>> Start

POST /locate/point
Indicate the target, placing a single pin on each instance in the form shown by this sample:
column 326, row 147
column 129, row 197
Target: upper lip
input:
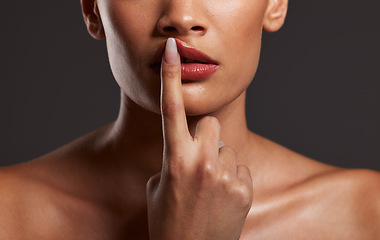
column 186, row 52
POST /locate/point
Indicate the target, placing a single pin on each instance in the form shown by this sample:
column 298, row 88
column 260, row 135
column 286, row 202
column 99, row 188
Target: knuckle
column 170, row 108
column 170, row 72
column 176, row 167
column 206, row 169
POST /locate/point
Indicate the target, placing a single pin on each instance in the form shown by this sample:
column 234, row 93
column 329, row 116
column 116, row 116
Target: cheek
column 127, row 28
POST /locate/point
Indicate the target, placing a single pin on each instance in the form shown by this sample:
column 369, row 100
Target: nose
column 182, row 17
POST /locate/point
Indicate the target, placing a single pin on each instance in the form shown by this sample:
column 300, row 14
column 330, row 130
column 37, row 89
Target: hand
column 201, row 193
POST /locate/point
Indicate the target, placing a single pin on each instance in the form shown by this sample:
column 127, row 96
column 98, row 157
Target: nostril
column 197, row 28
column 170, row 29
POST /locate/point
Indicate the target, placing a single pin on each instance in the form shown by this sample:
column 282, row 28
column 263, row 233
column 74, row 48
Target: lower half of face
column 231, row 35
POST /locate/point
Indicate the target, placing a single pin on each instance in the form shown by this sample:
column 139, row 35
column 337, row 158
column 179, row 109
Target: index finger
column 174, row 124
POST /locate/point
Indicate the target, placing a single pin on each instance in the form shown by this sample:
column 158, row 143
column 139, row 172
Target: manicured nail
column 171, row 54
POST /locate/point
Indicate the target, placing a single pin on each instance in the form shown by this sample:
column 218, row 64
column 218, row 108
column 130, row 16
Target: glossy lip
column 199, row 67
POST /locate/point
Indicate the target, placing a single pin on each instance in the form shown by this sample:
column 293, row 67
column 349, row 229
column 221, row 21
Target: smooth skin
column 158, row 168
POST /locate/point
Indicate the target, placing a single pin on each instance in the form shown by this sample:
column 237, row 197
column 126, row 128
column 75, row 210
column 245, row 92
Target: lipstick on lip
column 195, row 64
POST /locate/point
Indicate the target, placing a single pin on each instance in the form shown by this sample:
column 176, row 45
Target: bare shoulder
column 348, row 200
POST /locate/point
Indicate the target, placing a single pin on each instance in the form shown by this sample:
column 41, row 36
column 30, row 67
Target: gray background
column 316, row 90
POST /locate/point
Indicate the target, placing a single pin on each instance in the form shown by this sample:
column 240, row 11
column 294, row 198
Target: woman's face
column 227, row 31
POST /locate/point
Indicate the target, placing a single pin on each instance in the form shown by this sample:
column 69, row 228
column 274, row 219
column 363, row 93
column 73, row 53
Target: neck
column 136, row 136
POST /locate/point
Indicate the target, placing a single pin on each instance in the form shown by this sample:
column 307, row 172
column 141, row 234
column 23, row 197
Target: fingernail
column 171, row 54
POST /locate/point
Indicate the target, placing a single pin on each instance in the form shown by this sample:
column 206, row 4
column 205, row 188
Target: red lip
column 194, row 63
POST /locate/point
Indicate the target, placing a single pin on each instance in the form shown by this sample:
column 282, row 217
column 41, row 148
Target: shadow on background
column 316, row 90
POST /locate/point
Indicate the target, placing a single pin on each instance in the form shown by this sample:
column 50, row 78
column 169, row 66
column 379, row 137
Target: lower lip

>> End

**Work to complete**
Print the stretch of the listing above from its first line through the line that contains "column 186, row 52", copying each line unchanged but leaving the pictures out.

**Correct result**
POST /locate/point
Indicate the target, placing a single pin on each instance in the form shown by this sample:
column 326, row 147
column 129, row 197
Target: upper lip
input:
column 186, row 52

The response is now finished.